*Requirements*: Output the following lines exactly as they appear, with no changes.

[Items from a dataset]
.....

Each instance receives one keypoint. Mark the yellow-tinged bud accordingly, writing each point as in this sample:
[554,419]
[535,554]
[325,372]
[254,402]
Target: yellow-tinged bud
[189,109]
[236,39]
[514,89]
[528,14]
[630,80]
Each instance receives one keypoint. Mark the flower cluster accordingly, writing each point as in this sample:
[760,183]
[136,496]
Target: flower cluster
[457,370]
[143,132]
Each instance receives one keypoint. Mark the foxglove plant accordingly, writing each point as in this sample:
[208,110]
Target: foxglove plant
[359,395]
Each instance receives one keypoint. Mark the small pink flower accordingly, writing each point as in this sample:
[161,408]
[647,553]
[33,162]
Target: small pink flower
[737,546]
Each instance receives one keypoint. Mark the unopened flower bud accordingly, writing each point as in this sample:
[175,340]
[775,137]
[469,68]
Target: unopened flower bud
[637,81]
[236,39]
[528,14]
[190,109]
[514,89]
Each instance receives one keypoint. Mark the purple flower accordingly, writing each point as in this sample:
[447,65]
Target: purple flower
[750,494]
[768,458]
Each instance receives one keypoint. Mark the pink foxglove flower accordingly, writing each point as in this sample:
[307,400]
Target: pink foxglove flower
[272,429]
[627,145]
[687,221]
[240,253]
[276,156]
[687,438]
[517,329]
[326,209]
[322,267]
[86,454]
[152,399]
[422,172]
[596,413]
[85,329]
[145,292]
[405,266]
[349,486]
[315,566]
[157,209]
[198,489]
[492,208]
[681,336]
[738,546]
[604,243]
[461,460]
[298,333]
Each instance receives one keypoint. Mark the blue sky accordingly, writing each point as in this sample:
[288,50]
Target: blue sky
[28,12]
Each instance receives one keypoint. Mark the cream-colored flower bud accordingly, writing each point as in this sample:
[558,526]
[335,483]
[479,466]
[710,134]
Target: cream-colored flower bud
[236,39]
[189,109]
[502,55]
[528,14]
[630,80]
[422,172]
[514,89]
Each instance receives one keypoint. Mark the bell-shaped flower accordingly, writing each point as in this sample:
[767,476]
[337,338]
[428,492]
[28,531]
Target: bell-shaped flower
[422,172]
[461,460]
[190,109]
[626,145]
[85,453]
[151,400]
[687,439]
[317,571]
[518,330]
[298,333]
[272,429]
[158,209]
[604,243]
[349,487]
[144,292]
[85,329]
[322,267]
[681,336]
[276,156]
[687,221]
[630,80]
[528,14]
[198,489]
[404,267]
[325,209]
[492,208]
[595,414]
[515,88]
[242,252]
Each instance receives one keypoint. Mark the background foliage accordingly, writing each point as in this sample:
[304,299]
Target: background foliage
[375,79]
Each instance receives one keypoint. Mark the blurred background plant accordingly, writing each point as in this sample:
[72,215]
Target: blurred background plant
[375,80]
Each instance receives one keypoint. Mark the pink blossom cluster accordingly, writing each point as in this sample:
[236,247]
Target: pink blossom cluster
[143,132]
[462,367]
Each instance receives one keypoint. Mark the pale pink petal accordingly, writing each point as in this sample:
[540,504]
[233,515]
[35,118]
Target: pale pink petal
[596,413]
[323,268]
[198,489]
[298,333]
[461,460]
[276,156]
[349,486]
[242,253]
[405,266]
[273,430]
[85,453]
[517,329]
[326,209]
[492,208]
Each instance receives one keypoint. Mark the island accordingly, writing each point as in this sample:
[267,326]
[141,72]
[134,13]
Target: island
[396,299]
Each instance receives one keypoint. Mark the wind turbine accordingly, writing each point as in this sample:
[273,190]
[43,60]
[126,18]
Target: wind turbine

.....

*Answer in full*:
Each instance receives one keypoint. Mark the yellow-tinged bud accordingly, writing each point as in this sample:
[554,419]
[535,554]
[325,372]
[254,402]
Target: yellow-tinged bud
[189,109]
[236,39]
[514,89]
[528,14]
[630,80]
Each instance receives one keypoint. Mark the flower cluster accordingly, writing each point as in this sample:
[760,183]
[136,496]
Target: flower cluster
[457,370]
[143,132]
Each instance receives one keypoint. Mark the foxglove plant accordingly, writing each point as in this sample:
[208,110]
Target: foxglove plant
[359,395]
Each instance receives one keypoint. Mark the small pink flower accordingly, writing each point as in this sample:
[161,408]
[647,553]
[33,162]
Target: small pink flower
[737,546]
Each instance receives one keypoint. Mark the unopened flower bud accordingly, writing each point as in this sample:
[175,340]
[775,137]
[469,68]
Target: unopened flower bud
[637,81]
[236,39]
[528,14]
[190,109]
[514,89]
Each instance receives one keypoint. Mark the purple flower accordingly, writing each point as in this sample:
[447,65]
Target: purple flower
[750,494]
[768,458]
Each instance receives one keypoint. Mark the pink foxglove flower accordingly, writing each point as in this sample:
[307,400]
Target: pink foxglove flower
[272,429]
[627,145]
[687,221]
[240,253]
[276,156]
[687,438]
[517,329]
[326,209]
[322,267]
[86,454]
[152,399]
[422,172]
[596,413]
[85,329]
[145,292]
[405,266]
[349,486]
[315,566]
[157,209]
[198,489]
[492,208]
[681,336]
[738,546]
[604,243]
[461,460]
[298,333]
Each instance receives one keypoint. Mark the blue sky accordingly, writing each point as in this sample:
[288,50]
Target: blue sky
[28,12]
Each instance receives one keypoint. Mark the cream-colored flower bud accordingly, writing each point as in this sample:
[558,526]
[335,483]
[479,466]
[710,134]
Target: cream-colored flower bud
[236,39]
[189,109]
[502,55]
[528,14]
[630,80]
[422,172]
[514,89]
Each instance receives one keypoint. Mark the bell-shaped flower accordingly, writing each point as in this sample:
[767,476]
[337,338]
[428,492]
[28,531]
Target: bell-shaped flower
[422,172]
[461,460]
[190,109]
[626,145]
[85,453]
[151,400]
[687,439]
[317,571]
[518,330]
[298,333]
[272,429]
[158,209]
[604,243]
[349,487]
[144,292]
[85,329]
[322,267]
[681,336]
[276,156]
[687,221]
[630,80]
[528,14]
[198,489]
[404,267]
[325,209]
[492,208]
[595,414]
[515,88]
[242,252]
Each instance receives one keypoint. Mark the background foliage accordingly, writing each point as in this sample:
[304,299]
Target: background foliage
[375,79]
Each instance receives one keypoint. Mark the blurred background plant accordingly, writing each point as in this sample:
[72,215]
Target: blurred background plant
[375,80]
Each instance receives one keypoint. Mark the pink blossom cluster accordingly, writing each point as in this sample:
[236,247]
Target: pink blossom cluster
[143,132]
[462,367]
Each instance receives one keypoint. Mark the pale pink petal accordingly, writing each point as in this sample:
[540,504]
[233,515]
[35,118]
Target: pale pink petal
[596,413]
[323,268]
[198,489]
[298,333]
[461,460]
[276,156]
[349,486]
[242,253]
[405,266]
[273,430]
[85,453]
[517,329]
[326,209]
[492,208]
Each instance receives one keypoint. Mark the island accordingly, writing each point as in this sample:
[267,326]
[141,72]
[134,13]
Target: island
[396,299]
Each instance receives one keypoint. Mark the wind turbine accordingly, writing each point as in this sample:
[273,190]
[43,60]
[126,18]
Target: wind turbine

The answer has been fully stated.